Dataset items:
--------------------------------------------------

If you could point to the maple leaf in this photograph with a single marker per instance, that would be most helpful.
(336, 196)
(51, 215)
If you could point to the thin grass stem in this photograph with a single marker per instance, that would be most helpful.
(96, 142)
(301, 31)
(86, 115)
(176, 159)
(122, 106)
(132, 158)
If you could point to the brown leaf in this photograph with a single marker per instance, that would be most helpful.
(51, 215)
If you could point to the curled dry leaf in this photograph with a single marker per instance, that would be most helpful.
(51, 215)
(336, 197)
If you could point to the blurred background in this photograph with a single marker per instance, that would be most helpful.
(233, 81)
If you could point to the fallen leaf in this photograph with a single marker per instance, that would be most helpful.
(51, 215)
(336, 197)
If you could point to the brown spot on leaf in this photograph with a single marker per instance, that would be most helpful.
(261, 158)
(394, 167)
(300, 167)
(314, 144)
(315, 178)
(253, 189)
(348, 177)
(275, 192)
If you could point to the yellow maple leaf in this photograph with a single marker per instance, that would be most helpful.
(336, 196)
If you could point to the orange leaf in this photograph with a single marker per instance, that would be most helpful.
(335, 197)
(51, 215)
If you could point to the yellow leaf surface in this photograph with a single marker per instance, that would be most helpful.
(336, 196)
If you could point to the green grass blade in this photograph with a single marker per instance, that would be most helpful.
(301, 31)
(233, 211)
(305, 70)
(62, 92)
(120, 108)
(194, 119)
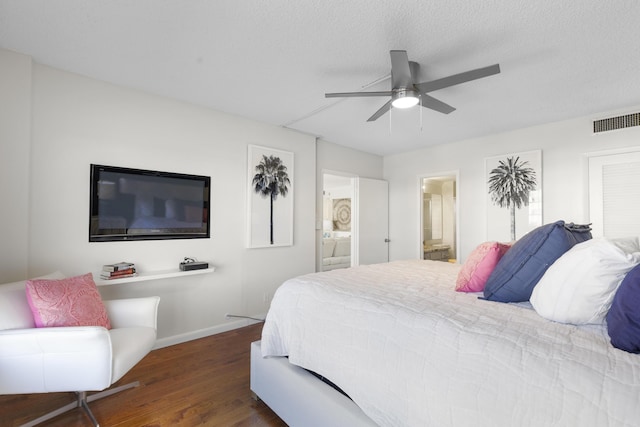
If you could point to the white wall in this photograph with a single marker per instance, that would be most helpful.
(564, 184)
(74, 121)
(15, 134)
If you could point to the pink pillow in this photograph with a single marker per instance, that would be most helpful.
(74, 301)
(476, 270)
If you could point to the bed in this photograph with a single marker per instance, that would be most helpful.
(403, 348)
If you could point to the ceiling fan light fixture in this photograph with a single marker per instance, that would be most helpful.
(405, 98)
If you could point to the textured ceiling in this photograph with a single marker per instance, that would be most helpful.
(273, 60)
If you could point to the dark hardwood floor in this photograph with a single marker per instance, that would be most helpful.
(203, 382)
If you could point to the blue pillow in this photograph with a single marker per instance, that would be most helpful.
(623, 318)
(523, 265)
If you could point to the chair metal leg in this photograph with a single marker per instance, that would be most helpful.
(82, 402)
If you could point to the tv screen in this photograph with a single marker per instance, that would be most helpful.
(138, 204)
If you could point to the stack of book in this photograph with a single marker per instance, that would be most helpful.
(118, 270)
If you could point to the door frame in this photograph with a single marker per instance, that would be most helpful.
(420, 238)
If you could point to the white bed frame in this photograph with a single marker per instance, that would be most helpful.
(298, 397)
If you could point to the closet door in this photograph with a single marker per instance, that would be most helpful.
(614, 194)
(371, 235)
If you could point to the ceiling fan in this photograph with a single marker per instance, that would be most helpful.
(406, 93)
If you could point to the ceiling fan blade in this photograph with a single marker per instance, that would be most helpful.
(435, 104)
(386, 107)
(356, 94)
(400, 69)
(456, 79)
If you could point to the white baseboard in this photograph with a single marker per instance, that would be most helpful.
(201, 333)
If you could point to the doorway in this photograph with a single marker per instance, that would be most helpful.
(439, 217)
(355, 221)
(337, 197)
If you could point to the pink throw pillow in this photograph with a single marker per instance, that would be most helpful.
(476, 270)
(74, 301)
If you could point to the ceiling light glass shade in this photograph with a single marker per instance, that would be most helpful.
(405, 98)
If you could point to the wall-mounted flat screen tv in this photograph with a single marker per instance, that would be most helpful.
(138, 204)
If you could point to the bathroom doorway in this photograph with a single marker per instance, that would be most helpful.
(439, 217)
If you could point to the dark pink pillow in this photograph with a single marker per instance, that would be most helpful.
(74, 301)
(478, 267)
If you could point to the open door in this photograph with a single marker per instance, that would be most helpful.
(371, 210)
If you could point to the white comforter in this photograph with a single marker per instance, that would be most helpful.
(410, 351)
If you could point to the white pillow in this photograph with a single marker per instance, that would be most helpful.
(579, 286)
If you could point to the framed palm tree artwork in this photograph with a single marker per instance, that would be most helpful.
(514, 195)
(270, 197)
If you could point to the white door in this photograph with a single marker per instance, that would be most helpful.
(614, 194)
(371, 209)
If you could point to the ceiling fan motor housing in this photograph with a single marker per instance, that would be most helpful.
(405, 98)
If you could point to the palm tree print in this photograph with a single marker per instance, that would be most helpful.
(509, 186)
(271, 180)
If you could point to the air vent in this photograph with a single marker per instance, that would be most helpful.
(613, 123)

--------------------------------------------------

▶ _Given exercise_: Write out the material above once more, exactly as it reads, with no pictures.

▶ _Answer_:
If you could point to the maple leaf in this photograph with a single marker per instance, that would be most helpful.
(336, 196)
(51, 215)
If you could point to the thin grass stem in this photograph with a single marker per instance, that would be most helpful.
(96, 142)
(301, 31)
(86, 115)
(176, 159)
(122, 106)
(132, 158)
If you could point to the brown leaf in this photograph with a single marker per instance, that would be most helpful.
(51, 215)
If you could point to the curled dry leaf in this photograph with a single marker per instance, that would be most helpful.
(51, 215)
(336, 197)
If you could point to the blurred background in this photograph with a single marker per instance, that would be most helpful.
(233, 81)
If you could point to the fallen leaf in this photograph with a single marker per instance, that would be most helpful.
(51, 215)
(336, 197)
If you could point to the brown spot on leaf in this photograph with a single marker per instance, that would be most helpful.
(261, 158)
(394, 167)
(300, 167)
(314, 144)
(315, 178)
(253, 189)
(348, 177)
(275, 192)
If you could point to the yellow maple leaf in this photograph with a single marker per instance, that would be most helpful.
(336, 196)
If you could point to the orange leaf in this photograph with a single marker per instance, that would be most helpful.
(335, 197)
(51, 215)
If you could point to the yellow leaf surface in this photograph with a single marker per instance, that would be most helpful.
(336, 196)
If you could point to the green grass blade in this photograph with a single marker per instance, that would be most helpful.
(301, 31)
(233, 211)
(305, 70)
(62, 92)
(120, 108)
(194, 119)
If you could point to the white wall in this photograph with a single marker per instance, that would be most helpful.
(564, 184)
(74, 121)
(15, 134)
If you could point to the pink pillow in this photograph with a single marker per instance, that would be most helpful.
(74, 301)
(476, 270)
If you could point to the bed in this photograph with a single marker per instance, that would be most helpful.
(403, 348)
If you could point to the ceiling fan light fixture in this photograph with a single marker per instance, that would be most helpful.
(405, 98)
If you could point to the textured ceiling in this photograph with a single marker per instance, that would be most helpful.
(273, 60)
If you could point to the dark hardwood floor in this photograph with a single marker per instance, that would be most helpful.
(203, 382)
If you could point to the blue pillow in this photograph with a single marker per instance, that would be most helpful.
(623, 318)
(523, 265)
If you could point to the chair metal leg in this photograph with a single marker per instance, that would be most helpful.
(82, 402)
If you could point to the tv screen in this photograph with a single marker per instance, that would be most helpful.
(138, 204)
If you could point to the stack of book in this photograph with a single marker per instance, that would be most helpful.
(118, 270)
If you could point to the door frame in this photograph with a single marker per instance, that would be most helpful.
(420, 238)
If you could point to the white bed frame in this photograph with a single marker per instance, that would be most helpful.
(298, 397)
If you could point to the closet door in this photograph with a single marker per instance, that would be most helpful.
(614, 194)
(371, 235)
If you could point to the ceiling fan in this photograph with a single marker per instance, that would be most helpful.
(406, 93)
If you could point to the ceiling fan blade in this photograph with a single marker per instance, that would be most helpful.
(435, 104)
(386, 107)
(356, 94)
(400, 69)
(456, 79)
If you could point to the white baseboard in this photograph with a single marker per instance, that would be most helpful.
(201, 333)
If you could point to the doorway in this photograph with a single marker per instance, that would be most helpful.
(439, 217)
(355, 221)
(337, 197)
If you could point to the pink throw pillow in this photograph with a single marker per instance, that would be most helpful.
(476, 270)
(74, 301)
If you could point to the ceiling light glass shade in this photograph with a single marker per instance, that would be most helpful.
(405, 98)
If you could point to the wall-mounted flat screen tv in this photograph with a single marker per instance, that would be most helpful.
(138, 204)
If you could point to the bathroom doorway in this photograph with a single marker per instance, that would be most helpful.
(439, 217)
If you could point to the dark pink pillow in this photograph with a single marker per instance, that would be most helpful.
(74, 301)
(478, 267)
If you could point to the open door in this photograph with a single marker per instance, that would be most helpful.
(371, 210)
If you could point to the white comforter in this photograph with a single marker per instance, that would be most helpful.
(410, 351)
If you could point to the white pillow in this photograph with a single marker per instance, that would be most helpful.
(579, 286)
If you could point to the framed palm tree artwork in this photograph with a single marker per instance, that would be most helpful.
(514, 195)
(270, 197)
If you could point to the white door in this photograph with a single marker per instance, that would be most helpful.
(614, 194)
(371, 209)
If you could point to the ceiling fan motor housing in this photograph with a single marker per instance, that would be most helpful.
(405, 98)
If you could point to the palm tree print in this photograph with a single marker per instance, that would be most helpful.
(509, 186)
(271, 180)
If you could point to the air vent in this photograph with a single marker per instance, that would be most helpful.
(613, 123)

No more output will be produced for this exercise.